Consigne -> Dans l'extrait ci-dessous sur les dirigeants des compagnies de tabac, relevez chaque chose qu'on apprend sur M. Rob Parker.

Extrait fourni ->
Si le témoin accepte ensuite de comparaître, le problème est réglé. Il aura été officiellement invité à comparaître. S'il ne comparaît pas et ne se conforme pas à la sommation qui lui a été signifiée, le comité, par l'intermédiaire de la présidence, fera rapport de sa conduite à la Chambre. Il appartiendra ensuite à la Chambre de régler le problème. Celle-ci pourrait prendre diverses mesures. Je vous explique simplement que le comité a le pouvoir d'émettre une sommation pour forcer ces témoins à comparaître.

Permettez-moi de vous expliquer pourquoi le témoignage de ces hauts dirigeants des compagnies de tabac est nécessaire. Par le passé, ils se sont toujours faits représenter par un porte-parole, M. Rob Parker. Les hauts dirigeants de ces compagnies ne sont donc pas venus eux-mêmes répondre aux questions des parlementaires. M. Parker est un lobbyiste bien connu à Ottawa. Il a représenté d'autres compagnies avant les compagnies de tabac dont il est maintenant le porte-parole depuis un certain temps. À ma connaissance, aucun dirigeant d'une compagnie de tabac n'a comparu devant un comité sénatorial ni devant un comité parlementaire au cours des 10 dernières années. Il semblerait que ce soit un élément de la stratégie qu'ils ont décidé d'adopter pour éviter de devoir aborder certaines questions importantes.

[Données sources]
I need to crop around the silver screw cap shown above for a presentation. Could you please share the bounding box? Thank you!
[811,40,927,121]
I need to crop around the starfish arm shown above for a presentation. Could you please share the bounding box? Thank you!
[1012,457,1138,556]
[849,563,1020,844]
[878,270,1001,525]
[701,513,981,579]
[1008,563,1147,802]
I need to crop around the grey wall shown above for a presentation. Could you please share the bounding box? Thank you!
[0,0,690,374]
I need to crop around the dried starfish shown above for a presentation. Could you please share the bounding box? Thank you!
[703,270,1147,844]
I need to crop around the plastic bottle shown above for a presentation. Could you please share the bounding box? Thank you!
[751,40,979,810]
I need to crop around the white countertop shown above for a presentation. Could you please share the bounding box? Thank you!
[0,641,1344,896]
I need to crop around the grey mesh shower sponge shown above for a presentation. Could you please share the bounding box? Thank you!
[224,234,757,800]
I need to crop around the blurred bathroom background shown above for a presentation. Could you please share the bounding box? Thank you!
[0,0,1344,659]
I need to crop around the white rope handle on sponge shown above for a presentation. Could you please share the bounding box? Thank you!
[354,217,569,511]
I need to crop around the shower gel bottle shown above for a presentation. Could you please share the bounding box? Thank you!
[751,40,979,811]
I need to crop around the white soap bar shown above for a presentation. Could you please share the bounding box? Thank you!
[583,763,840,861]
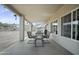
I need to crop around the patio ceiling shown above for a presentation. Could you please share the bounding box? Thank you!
[11,4,63,23]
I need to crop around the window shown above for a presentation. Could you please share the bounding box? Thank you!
[61,13,71,38]
[52,20,58,34]
[72,9,79,40]
[77,9,79,40]
[61,9,79,40]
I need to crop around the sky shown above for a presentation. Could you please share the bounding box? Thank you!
[0,4,19,24]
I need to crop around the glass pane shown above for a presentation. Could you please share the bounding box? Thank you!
[61,13,71,38]
[72,11,76,39]
[77,9,79,40]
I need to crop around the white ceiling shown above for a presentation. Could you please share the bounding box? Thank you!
[11,4,63,23]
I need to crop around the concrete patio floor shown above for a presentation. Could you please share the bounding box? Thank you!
[0,38,72,55]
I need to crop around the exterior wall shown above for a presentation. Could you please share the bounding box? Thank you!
[51,5,79,54]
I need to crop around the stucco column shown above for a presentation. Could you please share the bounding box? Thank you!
[20,16,24,41]
[31,24,33,32]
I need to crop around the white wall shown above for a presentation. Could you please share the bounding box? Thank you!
[52,20,79,54]
[52,4,79,54]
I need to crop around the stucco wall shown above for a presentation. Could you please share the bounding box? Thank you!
[51,5,79,54]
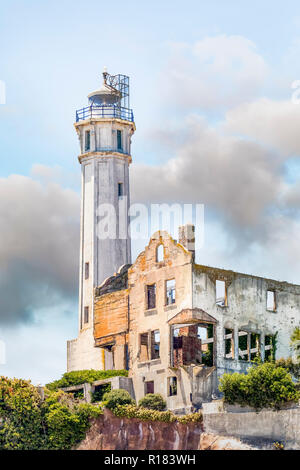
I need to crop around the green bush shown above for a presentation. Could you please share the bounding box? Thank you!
[177,411,203,424]
[0,377,102,450]
[139,393,167,411]
[112,405,202,424]
[275,357,300,379]
[103,388,135,410]
[46,369,128,391]
[112,404,176,423]
[219,362,300,410]
[92,383,111,403]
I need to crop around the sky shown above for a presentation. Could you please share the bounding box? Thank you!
[0,0,300,384]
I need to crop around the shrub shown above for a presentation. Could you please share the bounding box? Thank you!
[275,357,300,379]
[113,404,176,423]
[46,369,128,391]
[45,402,102,449]
[219,363,299,410]
[92,383,111,403]
[113,405,202,424]
[139,393,167,411]
[177,411,203,424]
[103,388,135,410]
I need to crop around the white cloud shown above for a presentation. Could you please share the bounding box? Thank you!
[224,97,300,157]
[131,116,282,229]
[0,175,79,324]
[159,35,268,110]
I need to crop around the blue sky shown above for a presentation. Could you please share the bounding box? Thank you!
[0,0,300,382]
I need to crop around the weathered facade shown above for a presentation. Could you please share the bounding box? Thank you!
[68,72,300,412]
[94,229,300,412]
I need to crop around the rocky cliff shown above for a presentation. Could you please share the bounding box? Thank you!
[77,410,253,450]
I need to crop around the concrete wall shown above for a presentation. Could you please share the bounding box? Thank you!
[67,119,135,371]
[203,408,300,450]
[193,265,300,375]
[128,232,192,409]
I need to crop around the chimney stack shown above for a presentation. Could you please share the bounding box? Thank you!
[178,224,195,261]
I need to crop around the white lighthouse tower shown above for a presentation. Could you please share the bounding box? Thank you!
[67,70,135,371]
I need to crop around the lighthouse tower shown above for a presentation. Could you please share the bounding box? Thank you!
[67,69,135,371]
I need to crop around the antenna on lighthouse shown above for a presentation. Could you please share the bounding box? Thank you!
[102,66,108,84]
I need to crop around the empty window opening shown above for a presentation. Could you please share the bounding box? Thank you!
[151,330,160,359]
[117,130,122,150]
[250,333,260,361]
[197,324,214,367]
[239,331,249,361]
[67,388,84,400]
[224,328,234,359]
[140,333,150,362]
[168,377,177,397]
[166,279,175,305]
[84,131,91,152]
[239,331,260,361]
[265,335,275,361]
[139,330,160,362]
[216,280,227,307]
[145,380,154,395]
[156,243,164,263]
[84,263,90,279]
[147,284,156,310]
[267,290,276,312]
[118,183,124,197]
[104,344,115,370]
[84,307,89,323]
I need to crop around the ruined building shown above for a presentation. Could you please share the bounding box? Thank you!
[68,70,300,412]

Réponse ->
- Les hauts dirigeants des compagnies de tabac se sont toujours fait représenter par lui comme porte-parole.
- C'est un lobbyiste bien connu à Ottawa.
- Il a représenté d'autres compagnies avant les compagnies de tabac.
- Il est le porte-parole des compagnies de tabac depuis un certain temps.